▶ **Required work**
Write out the data again in full, exactly as it reads.

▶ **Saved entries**

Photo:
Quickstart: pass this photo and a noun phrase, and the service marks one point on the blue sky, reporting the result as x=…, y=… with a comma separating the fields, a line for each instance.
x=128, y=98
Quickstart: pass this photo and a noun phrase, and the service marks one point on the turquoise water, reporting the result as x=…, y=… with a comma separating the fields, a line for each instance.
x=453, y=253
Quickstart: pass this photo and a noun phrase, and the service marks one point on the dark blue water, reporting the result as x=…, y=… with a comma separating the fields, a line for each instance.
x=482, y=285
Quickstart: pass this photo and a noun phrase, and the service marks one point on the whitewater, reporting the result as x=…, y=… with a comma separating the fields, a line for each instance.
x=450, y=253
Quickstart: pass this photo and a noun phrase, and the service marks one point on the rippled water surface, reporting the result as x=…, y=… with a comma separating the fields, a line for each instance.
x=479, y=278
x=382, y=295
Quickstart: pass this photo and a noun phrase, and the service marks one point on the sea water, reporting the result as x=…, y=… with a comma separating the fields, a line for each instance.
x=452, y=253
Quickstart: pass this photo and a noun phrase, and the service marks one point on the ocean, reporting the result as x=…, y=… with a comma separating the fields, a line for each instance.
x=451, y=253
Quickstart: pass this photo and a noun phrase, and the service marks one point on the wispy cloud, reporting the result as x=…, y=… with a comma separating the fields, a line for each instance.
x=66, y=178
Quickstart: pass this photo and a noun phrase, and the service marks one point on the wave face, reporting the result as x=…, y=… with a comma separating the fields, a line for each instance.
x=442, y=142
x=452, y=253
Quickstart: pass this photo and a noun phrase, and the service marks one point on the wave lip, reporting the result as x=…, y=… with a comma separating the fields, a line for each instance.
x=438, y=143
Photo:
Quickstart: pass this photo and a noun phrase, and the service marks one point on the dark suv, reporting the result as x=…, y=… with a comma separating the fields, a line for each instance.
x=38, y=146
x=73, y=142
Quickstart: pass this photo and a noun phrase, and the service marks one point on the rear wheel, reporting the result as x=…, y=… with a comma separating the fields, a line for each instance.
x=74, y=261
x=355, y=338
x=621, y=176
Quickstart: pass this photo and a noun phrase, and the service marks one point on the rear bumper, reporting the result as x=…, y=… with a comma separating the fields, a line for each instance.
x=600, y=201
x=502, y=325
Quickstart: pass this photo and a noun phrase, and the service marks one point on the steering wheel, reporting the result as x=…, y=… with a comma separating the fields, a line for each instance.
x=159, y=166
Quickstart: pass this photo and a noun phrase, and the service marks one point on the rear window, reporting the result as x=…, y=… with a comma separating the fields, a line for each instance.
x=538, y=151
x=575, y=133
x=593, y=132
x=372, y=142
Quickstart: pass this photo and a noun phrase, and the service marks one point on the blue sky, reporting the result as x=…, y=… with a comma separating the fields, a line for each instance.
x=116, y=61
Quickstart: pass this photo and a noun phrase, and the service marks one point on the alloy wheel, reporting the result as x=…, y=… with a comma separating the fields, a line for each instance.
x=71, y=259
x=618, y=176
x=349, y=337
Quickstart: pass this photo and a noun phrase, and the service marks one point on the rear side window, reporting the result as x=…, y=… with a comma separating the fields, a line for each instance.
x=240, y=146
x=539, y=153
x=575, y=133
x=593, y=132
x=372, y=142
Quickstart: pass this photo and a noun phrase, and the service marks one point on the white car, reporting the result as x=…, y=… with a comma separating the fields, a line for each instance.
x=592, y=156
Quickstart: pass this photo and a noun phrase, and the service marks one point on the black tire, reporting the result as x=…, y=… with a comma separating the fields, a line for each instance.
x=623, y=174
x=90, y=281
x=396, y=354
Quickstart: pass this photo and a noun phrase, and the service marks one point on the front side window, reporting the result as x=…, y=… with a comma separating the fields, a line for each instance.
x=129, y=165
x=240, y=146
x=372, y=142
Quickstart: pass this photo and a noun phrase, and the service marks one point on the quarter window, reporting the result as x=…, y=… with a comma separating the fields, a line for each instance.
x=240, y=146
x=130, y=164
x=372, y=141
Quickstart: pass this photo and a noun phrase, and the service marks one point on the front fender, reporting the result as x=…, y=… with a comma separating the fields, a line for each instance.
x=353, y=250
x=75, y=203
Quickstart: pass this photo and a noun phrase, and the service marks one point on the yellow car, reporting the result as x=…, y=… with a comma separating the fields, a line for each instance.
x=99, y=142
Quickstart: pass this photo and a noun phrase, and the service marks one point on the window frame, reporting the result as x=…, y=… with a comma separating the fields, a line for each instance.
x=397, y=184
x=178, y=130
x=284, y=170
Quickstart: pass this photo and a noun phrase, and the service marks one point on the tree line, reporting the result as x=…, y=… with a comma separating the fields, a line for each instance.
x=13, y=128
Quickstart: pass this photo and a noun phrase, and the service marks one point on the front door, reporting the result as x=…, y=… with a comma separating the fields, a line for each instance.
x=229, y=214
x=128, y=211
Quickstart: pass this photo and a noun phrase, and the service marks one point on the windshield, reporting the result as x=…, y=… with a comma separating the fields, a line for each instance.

▶ **Result of the exercise**
Photo:
Quickstart: pass this photo and a noun phrase, and the service marks one point on the blue sky, reporting the result as x=…, y=… with a comma separating the fields, a line for each instance.
x=128, y=98
Quickstart: pass this photo and a noun phrase, and the service marks one point on the turquoise water, reporting the result as x=…, y=… with a comma separating the fields, a line for each instance.
x=453, y=253
Quickstart: pass this photo and a noun phrase, and the service marks one point on the dark blue water, reporting the result as x=…, y=… with a comma separating the fields, a line for each instance.
x=482, y=285
Quickstart: pass this photo and a noun phrase, and the service marks one point on the whitewater, reporting the result as x=…, y=… with a comma separating the fields, a line for each instance.
x=450, y=253
Quickstart: pass this photo and a noun phrase, and the service marks one point on the rippled water surface, reporting the result as x=…, y=… with a comma separating the fields, a line for each instance.
x=479, y=278
x=382, y=295
Quickstart: pass this photo and a noun phrase, and the service marks one point on the sea water, reporting the result as x=…, y=… with a comma separating the fields, a line for each instance.
x=452, y=253
Quickstart: pass this photo and a noun phrase, and the service marks one point on the ocean, reporting the result as x=…, y=… with a comma separating the fields, a line for each instance.
x=451, y=253
Quickstart: pass this photo and a noun phrase, and the service marks one point on the wispy cloud, reporting the result as x=…, y=… with a comma separating the fields, a line for each instance.
x=66, y=178
Quickstart: pass this photo and a noun phrase, and the service marks one point on the wave face, reporting the result as x=…, y=… with a comma separating the fields, a line for each instance.
x=442, y=142
x=452, y=253
Quickstart: pass this photo and a noun phrase, and the service marks one point on the wave lip, reporting the result as x=…, y=… with a comma separating the fields, a line for each instance.
x=438, y=143
Photo:
Quickstart: pass this photo and a noun phrase, and the service marks one point on the dark suv, reporting the result as x=…, y=… with a comma separating the fields, a line for each instance.
x=38, y=146
x=73, y=142
Quickstart: pass this photo and a noun phrase, and the service marks one point on the rear wheel, reporting the result as x=…, y=… with a comma separating the fields, a line for each instance.
x=74, y=261
x=355, y=338
x=621, y=176
Quickstart: pass this photo and a noun phrase, and the service marks one point on the rear bumper, reporting the result as x=…, y=… with a comma separating the fields, a line for each instance.
x=600, y=201
x=502, y=325
Quickstart: pass this photo and a noun phrase, and the service marks one point on the steering wheel, reporting the result as x=…, y=… with a comma separating the fields, a line for each instance.
x=159, y=166
Quickstart: pass this photo and a noun phrase, and the service marks one point on the rear window, reporting the result as x=…, y=… with a comma separating the fields, a line for each instance.
x=538, y=151
x=575, y=133
x=593, y=132
x=372, y=142
Quickstart: pass this photo and a noun phrase, and the service marks one point on the blue sky, reporting the result as x=…, y=… with a comma separating the fields, a line for each instance.
x=116, y=61
Quickstart: pass this photo and a noun phrase, and the service marks one point on the alloy wheel, reporting the result as x=…, y=… with a comma separating the fields, a line for each instance.
x=71, y=259
x=618, y=176
x=349, y=337
Quickstart: pass this photo and a noun phrase, and the service marks one point on the rear side window, reporting the result as x=…, y=… with a comma separating the fields, a line for each instance.
x=240, y=146
x=539, y=153
x=575, y=133
x=593, y=132
x=372, y=142
Quickstart: pass this photo and a noun phrase, and the service marks one point on the white car, reporting the result as x=…, y=… with a comma separating the fields, a line for each instance.
x=592, y=156
Quickstart: pass this photo and a noun phrase, and the service marks one point on the black tire, reporting the result as x=…, y=… with a comma separating the fields, a line for each instance.
x=623, y=174
x=90, y=281
x=396, y=354
Quickstart: pass this photo and a noun phrase, and the service marks one point on the front side window, reporting the result as x=…, y=… with a comma separating the fields, a line for each instance.
x=129, y=165
x=240, y=146
x=372, y=142
Quickstart: pass this photo and a noun phrase, and the service marks one point on the quarter window, reporting the result as x=…, y=… with a comma separating the fields, a line for each instance.
x=240, y=146
x=130, y=164
x=372, y=141
Quickstart: pass this photo and a noun phrase, and the service marks one point on the front fender, reporting the result as x=…, y=… with a comma separating the fields, a line for each instance.
x=353, y=250
x=75, y=203
Quickstart: pass this photo and a noun phrase, and the service marks one point on the yellow car, reporting the result as x=…, y=… with a comma separating the fields, a line for each instance.
x=99, y=142
Quickstart: pass this photo and a noun phrase, and the service marks one point on the window frame, reporting the result as x=…, y=… with a comma separating the fields, a line for each instance.
x=397, y=184
x=178, y=130
x=284, y=170
Quickstart: pass this photo and a noun phrase, and the service marks one point on the tree line, reporting the result as x=…, y=… with a comma separating the fields, a line for each instance.
x=13, y=128
Quickstart: pass this photo and a noun phrase, and the service marks one point on the front door, reporting the result as x=…, y=… with a comma separating the fields, a line for each instance.
x=229, y=214
x=128, y=211
Quickstart: pass this photo and a noun phrase, and the service marks one point on the windshield, reporting the result as x=…, y=… with a comma separating the fields, a line for each instance.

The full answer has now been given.